## [TEXT]

+ + +

What Impact does Fast Fashion is Making on South Africa’s Environment?

According to a report published by EEA[4], in 2019, the fashion sector is contributing up to 10% of the world's greenhouse gas emissions. The report further stated that the fashion industry is also a major contributor to global water pollution, with the majority of its environmental effects occurring in developing countries, where the majority of clothing is produced. But this isn't the only significant impact of the fashion industries on developing and underdeveloped countries. In addition to this, huge amounts of textile waste are also progressively making their way to such countries through illegal importation.

Greenpeace[5] published a report stating that developed countries are exporting huge quantities of used and old clothes to developing and undeveloped countries in the name of charity. As per their report, in the year 2019, Kenyan vendors imported about 185,000 tonnes of used clothing from European countries. Those which were not sold amounted to about 60 to 75 truckloads of textile waste or 150 to 200 tonnes of waste. These wastes were dumped, burned, or delivered to Dandora (a dumping site in Kenya) or other overflowing dumps. And this keeps on repeating every day.

There is a demand in Africa for reasonably priced and fashionable clothing. People prefer to buy cheap imported used clothing as they are more cost-effective than new clothing. Due to these demands, a huge amount of textile waste is imported every year by Kenyan vendors. The majority of imported clothing is of such poor quality that it is quickly discarded in landfills, burned, and dumped close to riverbeds. As these clothes are burned in the open, it releases toxic fumes. Thus, locals are exposed to health risks when they inhale smoke from the burning of clothes. At Dandora, the largest landfill in Kenya, garment wastes are usually seen piling up and if you look at it from afar, it seems like a huge trash hill.[6]

Instead of using good materials like cotton, wool, silk, hemp, etc., brands prefer to use cheap and non-biodegradable materials like synthetic fibres, polyester, nylon, elastane, etc. From the time they are created until they are no longer usable, synthetic fibres cause significant environmental issues, such as pollution, greenhouse gas emissions, and the production of microplastics. It has been demonstrated that nylon and polyester microfibres, which are shed from synthetic garments, enter people's lungs, hinder COVID-19 patients' recovery, and injure toddlers whose lungs are still developing.[7]


What are the Human Rights Implications?

Many international forums have established the fundamental human right to live in a sanitary environment. The inclusion of the right to live in a healthy environment as a component of the right to life is supported by the decisions of various international courts as well. For instance, Article 11[8] of the Inter-American Convention on Human Rights discusses about the three important and basic rights. They include the right to a healthy environment, access to essential public services, and the responsibility of the state to preserve and develop the environment. Similarly, another important Convention, i.e., the Child's Rights Convention, stresses that maintaining children's health can help Nations to fight with issues like environmental degradation, sickness, and famine.[9] Further, another set of basic human rights i.e., the right to sanitization and the right to good health, both play significant roles and has been interpreted in terms of the right to life. For instance, Article 24(1) of the African Charter on Human and People's Rights,1981[10] states that every single individual has the right to an environment that is favourable to their health.

+ + +

## [TASK REQUIREMENTS]
According to the text on fast fashion, how much used clothing did Kenyan vendors import from European countries in 2019? The records below come from a different source.

+ + +

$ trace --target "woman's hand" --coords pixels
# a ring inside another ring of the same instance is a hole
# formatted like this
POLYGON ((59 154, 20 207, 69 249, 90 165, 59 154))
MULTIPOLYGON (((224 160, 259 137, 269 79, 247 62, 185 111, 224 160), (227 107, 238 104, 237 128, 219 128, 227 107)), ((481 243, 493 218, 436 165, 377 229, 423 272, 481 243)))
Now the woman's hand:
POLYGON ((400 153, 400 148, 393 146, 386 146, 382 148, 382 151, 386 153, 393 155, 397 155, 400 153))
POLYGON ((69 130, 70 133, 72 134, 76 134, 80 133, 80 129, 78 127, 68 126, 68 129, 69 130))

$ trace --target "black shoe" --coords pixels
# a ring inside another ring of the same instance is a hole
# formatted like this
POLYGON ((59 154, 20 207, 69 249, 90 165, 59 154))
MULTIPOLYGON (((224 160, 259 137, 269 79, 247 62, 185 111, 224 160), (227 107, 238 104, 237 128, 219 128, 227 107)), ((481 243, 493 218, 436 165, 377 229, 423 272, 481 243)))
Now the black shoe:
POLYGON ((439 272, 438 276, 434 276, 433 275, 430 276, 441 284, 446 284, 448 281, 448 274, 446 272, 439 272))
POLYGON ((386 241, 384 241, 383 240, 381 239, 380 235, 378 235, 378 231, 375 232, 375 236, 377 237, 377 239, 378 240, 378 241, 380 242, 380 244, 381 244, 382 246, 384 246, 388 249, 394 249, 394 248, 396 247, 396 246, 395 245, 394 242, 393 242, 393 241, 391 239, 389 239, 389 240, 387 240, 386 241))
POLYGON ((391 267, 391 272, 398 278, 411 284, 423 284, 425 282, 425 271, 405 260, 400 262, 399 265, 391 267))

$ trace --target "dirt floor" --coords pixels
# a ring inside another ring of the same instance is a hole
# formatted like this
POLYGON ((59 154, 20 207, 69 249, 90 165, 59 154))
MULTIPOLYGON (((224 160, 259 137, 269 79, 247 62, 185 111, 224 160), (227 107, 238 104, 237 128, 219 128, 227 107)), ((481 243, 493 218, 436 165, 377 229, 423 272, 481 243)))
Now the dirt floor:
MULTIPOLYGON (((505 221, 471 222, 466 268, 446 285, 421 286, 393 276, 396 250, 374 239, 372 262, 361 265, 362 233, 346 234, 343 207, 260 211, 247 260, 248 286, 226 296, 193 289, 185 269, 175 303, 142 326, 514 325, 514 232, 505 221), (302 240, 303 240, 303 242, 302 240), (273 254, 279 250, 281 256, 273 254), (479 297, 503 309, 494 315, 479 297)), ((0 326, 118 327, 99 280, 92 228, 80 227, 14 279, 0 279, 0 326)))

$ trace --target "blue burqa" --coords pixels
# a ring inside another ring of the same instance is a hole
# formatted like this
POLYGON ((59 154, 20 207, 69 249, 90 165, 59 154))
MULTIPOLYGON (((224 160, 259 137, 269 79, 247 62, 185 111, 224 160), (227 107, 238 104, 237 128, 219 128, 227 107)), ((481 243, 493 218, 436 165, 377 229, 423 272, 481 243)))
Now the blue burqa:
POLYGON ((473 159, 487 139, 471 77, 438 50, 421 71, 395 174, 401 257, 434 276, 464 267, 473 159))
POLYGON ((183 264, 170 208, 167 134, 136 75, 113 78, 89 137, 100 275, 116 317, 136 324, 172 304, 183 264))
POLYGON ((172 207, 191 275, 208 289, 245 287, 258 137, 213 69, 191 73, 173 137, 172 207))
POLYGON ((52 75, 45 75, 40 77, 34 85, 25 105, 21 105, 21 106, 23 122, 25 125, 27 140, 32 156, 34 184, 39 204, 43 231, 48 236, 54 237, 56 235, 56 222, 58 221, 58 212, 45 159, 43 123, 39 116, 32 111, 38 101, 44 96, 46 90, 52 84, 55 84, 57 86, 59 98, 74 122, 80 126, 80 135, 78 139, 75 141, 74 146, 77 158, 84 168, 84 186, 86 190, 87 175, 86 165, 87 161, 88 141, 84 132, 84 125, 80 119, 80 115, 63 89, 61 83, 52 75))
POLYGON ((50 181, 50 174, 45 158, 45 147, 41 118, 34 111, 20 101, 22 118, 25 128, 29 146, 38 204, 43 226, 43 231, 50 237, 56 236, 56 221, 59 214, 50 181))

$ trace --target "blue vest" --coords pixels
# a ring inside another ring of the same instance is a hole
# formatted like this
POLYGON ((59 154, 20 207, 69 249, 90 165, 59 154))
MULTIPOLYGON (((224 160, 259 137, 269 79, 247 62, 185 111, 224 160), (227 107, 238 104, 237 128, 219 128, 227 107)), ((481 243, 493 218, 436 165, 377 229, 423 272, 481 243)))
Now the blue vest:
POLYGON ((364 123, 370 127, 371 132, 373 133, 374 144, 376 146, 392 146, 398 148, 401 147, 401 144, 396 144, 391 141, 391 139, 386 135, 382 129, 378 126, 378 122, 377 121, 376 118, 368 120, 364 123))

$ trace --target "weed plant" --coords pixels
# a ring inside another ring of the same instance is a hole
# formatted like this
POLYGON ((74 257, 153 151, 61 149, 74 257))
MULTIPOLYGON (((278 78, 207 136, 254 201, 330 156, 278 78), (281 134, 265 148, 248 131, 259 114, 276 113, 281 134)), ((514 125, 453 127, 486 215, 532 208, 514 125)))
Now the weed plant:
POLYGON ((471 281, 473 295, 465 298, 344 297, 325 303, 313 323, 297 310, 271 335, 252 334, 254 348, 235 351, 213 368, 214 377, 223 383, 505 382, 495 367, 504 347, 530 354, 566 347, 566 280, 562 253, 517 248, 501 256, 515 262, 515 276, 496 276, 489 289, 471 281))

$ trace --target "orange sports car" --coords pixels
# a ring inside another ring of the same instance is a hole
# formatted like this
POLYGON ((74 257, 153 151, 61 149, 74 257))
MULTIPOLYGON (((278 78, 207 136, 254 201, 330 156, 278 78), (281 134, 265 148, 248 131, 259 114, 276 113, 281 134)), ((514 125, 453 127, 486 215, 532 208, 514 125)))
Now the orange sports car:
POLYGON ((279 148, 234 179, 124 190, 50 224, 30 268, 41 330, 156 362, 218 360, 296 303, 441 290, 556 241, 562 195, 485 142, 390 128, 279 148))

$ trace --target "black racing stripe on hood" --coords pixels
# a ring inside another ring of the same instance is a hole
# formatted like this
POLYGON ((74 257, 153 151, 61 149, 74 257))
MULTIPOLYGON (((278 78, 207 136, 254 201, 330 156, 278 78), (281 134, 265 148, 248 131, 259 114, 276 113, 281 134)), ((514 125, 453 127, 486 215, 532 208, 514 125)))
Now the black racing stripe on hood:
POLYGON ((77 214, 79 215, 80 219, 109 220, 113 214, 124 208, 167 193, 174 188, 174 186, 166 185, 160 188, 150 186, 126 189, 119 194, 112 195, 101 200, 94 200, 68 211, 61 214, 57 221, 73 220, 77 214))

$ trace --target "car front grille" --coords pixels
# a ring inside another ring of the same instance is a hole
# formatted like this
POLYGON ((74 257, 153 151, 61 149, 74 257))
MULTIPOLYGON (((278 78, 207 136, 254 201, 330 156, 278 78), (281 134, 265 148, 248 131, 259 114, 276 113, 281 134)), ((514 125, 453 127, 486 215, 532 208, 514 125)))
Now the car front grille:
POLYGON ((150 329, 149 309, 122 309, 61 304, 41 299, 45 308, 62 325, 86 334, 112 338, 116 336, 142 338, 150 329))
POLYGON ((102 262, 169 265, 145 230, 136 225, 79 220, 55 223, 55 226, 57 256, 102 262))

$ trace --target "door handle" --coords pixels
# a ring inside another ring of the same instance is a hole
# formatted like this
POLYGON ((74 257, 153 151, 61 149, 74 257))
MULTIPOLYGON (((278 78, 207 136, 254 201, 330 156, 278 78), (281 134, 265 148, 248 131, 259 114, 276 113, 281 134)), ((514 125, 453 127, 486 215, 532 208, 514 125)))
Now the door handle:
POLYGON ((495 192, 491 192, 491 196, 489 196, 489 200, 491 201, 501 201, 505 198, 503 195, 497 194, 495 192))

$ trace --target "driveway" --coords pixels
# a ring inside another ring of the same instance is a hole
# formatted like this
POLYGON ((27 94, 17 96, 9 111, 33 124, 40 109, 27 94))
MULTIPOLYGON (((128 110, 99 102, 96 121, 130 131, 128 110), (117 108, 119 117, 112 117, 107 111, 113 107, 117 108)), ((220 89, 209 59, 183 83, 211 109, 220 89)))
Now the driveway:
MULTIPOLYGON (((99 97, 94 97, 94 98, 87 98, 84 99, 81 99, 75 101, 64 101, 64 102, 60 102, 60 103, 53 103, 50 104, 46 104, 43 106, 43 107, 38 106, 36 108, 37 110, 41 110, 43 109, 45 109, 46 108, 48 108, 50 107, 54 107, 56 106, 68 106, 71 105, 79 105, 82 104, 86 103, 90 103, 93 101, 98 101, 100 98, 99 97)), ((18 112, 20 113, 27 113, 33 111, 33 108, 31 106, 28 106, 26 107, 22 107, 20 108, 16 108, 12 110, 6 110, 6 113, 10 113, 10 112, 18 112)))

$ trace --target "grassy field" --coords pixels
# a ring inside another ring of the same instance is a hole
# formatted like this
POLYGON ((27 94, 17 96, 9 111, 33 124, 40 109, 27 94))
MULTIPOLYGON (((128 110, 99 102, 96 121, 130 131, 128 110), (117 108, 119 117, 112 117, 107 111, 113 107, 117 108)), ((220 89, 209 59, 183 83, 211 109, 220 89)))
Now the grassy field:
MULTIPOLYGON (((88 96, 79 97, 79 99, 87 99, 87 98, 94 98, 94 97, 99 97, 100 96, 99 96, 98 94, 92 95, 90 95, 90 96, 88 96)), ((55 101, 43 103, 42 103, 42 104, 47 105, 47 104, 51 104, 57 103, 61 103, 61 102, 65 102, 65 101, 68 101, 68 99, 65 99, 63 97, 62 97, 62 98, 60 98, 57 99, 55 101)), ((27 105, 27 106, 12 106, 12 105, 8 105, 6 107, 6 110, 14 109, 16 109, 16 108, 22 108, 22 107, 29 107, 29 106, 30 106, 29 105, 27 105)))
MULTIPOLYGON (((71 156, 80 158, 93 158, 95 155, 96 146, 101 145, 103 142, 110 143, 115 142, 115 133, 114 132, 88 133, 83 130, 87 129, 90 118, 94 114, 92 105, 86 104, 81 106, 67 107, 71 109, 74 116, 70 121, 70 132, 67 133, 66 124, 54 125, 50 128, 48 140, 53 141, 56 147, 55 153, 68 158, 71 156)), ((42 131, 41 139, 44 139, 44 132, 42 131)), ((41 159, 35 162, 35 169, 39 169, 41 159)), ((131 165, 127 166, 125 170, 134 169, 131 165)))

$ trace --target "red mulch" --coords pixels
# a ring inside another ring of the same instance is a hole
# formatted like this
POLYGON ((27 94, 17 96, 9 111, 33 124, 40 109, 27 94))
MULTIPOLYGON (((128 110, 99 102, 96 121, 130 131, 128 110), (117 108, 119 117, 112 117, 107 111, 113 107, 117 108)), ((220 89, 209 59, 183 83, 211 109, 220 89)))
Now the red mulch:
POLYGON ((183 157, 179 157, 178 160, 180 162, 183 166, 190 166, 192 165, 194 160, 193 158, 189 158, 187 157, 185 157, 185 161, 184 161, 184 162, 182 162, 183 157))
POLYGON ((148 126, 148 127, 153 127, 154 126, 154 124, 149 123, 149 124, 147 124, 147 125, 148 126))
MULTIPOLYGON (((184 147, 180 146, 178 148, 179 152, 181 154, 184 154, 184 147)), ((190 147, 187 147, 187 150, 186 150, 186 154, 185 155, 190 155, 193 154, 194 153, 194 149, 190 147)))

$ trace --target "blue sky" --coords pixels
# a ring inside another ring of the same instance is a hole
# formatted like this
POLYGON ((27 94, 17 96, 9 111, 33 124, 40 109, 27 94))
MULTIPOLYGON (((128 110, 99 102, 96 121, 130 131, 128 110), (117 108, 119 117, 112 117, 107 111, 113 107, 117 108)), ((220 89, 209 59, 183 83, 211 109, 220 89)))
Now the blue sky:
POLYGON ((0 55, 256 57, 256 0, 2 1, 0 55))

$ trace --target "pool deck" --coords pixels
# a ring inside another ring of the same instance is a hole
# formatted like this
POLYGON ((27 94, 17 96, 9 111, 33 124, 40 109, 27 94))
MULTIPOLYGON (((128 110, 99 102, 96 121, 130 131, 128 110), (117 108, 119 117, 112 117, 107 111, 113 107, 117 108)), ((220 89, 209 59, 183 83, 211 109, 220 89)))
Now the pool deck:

+ + +

## [SOLUTION TO THE EXERCISE]
About 185,000 tonnes.